AWS CloudWatch

  • AWS CloudWatch monitors AWS resources and applications in real-time.
  • CloudWatch can be used to collect and track metrics, which are the variables to be measured for resources and applications.
  • CloudWatch alarms can be configured
    • to send notifications or
    • to automatically make changes to the resources based on defined rules
  • In addition to monitoring the built-in metrics that come with AWS, custom metrics can also be monitored
  • CloudWatch provides system-wide visibility into resource utilization, application performance, and operational health.
  • By default, CloudWatch stores the log data indefinitely , and the retention can be changed for each log group at any time
  • CloudWatch Alarm history is stored for only 14 days

Required Mainly for SysOps Associate & DevOps Professional Exam

CloudWatch Architecture

  • CloudWatch collects various metrics from various resources
  • These metrics, as statistics, are available to the user through Console, CLI
  • CloudWatch allows creation of alarms with defined rules
    • to perform actions to auto scaling or stop, start, or terminate instances
    • to send notifications using SNS actions on your behalf

CloudWatch Concepts

Metrics

  • Metric is the fundamental concept in CloudWatch.

========================================

## What this exercise asks
[a] According to the AWS CloudWatch page, how long is CloudWatch Alarm history stored?
[b] From the AWS CloudWatch page, reproduce the part that begins at the words "CloudWatch Architecture" and stops after the words "concept in CloudWatch.".
The rows after the AWS CloudWatch page are separate material.

## Records
========================================

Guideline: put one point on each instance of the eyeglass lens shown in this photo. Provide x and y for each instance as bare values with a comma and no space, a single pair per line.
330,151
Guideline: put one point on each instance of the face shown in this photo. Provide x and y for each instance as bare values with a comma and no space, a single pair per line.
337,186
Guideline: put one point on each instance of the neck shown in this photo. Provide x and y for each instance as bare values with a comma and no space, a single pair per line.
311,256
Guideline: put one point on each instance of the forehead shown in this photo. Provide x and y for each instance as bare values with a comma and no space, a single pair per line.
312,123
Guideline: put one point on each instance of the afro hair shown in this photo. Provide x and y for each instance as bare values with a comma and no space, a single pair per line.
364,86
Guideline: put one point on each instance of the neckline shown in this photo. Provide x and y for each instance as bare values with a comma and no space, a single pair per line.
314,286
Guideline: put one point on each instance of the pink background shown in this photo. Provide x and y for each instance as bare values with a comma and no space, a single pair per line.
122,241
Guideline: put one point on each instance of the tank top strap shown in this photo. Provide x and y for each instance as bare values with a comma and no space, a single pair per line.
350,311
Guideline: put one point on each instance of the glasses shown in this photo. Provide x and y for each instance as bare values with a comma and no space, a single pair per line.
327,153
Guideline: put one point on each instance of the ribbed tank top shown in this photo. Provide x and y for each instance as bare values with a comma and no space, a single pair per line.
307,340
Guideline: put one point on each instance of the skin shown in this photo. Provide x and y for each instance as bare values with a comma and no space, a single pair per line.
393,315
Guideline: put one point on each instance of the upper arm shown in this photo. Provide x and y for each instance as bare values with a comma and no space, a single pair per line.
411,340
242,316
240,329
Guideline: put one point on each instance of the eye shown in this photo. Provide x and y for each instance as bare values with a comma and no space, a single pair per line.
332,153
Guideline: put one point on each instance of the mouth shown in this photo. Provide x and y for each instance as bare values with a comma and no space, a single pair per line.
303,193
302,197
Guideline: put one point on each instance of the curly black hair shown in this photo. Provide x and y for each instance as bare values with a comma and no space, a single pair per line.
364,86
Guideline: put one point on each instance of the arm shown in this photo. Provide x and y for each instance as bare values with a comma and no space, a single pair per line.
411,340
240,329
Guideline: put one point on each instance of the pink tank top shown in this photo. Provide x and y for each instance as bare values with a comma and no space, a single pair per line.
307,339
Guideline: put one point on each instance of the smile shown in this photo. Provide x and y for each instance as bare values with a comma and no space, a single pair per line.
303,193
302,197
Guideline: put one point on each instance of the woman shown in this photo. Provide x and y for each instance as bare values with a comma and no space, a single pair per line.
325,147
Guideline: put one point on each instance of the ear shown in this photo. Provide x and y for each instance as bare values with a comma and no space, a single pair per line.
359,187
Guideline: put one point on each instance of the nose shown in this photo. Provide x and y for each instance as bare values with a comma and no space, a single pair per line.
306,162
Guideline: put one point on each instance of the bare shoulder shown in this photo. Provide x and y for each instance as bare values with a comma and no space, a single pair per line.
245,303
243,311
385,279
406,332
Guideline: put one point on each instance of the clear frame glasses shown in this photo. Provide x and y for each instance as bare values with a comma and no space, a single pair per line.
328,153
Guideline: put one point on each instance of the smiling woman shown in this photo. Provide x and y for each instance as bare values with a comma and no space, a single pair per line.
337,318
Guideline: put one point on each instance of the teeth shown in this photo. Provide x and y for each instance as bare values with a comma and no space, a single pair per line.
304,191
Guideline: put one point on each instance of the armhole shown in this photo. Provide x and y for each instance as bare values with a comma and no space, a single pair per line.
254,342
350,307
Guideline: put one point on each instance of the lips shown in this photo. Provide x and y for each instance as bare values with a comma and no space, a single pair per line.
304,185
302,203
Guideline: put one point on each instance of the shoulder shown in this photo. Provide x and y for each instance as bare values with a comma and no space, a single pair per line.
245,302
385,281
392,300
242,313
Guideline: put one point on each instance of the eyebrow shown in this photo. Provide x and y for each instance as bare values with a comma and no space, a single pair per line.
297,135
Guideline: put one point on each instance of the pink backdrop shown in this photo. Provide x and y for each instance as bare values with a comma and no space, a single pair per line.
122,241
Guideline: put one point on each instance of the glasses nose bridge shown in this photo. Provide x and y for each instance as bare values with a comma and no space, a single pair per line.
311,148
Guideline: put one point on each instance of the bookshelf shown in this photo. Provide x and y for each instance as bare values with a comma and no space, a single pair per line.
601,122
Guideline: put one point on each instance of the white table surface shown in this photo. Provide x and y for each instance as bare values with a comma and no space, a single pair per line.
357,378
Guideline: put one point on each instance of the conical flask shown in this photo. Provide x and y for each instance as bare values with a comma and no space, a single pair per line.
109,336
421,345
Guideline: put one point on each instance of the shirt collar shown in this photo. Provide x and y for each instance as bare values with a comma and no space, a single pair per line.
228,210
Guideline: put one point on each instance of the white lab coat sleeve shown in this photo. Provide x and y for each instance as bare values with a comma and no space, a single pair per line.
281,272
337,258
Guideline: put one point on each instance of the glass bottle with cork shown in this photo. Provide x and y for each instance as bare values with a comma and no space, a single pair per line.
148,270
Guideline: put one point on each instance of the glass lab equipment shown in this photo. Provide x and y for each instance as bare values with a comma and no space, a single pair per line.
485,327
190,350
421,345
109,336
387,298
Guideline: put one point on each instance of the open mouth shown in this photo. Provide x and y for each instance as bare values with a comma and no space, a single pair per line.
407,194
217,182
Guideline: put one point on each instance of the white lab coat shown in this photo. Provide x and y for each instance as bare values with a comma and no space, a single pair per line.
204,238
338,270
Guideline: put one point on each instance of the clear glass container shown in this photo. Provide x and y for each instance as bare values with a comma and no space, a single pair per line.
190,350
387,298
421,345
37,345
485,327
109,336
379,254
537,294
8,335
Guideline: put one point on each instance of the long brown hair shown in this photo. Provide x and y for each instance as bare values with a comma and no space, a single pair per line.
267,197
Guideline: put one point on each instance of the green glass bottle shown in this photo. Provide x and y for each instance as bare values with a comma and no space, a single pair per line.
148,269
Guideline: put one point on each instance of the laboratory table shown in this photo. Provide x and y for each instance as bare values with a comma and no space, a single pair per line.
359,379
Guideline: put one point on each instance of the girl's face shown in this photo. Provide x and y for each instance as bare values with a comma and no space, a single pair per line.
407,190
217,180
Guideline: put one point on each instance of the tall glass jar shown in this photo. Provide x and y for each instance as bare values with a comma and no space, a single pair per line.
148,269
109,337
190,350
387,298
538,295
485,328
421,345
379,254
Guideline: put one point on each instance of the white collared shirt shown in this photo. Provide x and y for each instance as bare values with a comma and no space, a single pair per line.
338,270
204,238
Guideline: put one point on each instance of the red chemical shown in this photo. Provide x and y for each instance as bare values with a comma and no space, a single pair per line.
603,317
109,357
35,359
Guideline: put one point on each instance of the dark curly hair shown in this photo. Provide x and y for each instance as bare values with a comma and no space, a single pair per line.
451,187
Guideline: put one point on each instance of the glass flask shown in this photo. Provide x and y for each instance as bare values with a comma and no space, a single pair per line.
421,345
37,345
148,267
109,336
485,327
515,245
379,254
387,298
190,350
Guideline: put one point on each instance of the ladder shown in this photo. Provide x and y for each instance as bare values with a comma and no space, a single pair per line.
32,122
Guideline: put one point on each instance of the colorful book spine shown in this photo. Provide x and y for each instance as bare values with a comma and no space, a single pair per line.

========================================

## Solutions by task
[a] For only 14 days.

[b]
CloudWatch Architecture

  • CloudWatch collects various metrics from various resources
  • These metrics, as statistics, are available to the user through Console, CLI
  • CloudWatch allows creation of alarms with defined rules
    • to perform actions to auto scaling or stop, start, or terminate instances
    • to send notifications using SNS actions on your behalf

CloudWatch Concepts

Metrics

  • Metric is the fundamental concept in CloudWatch.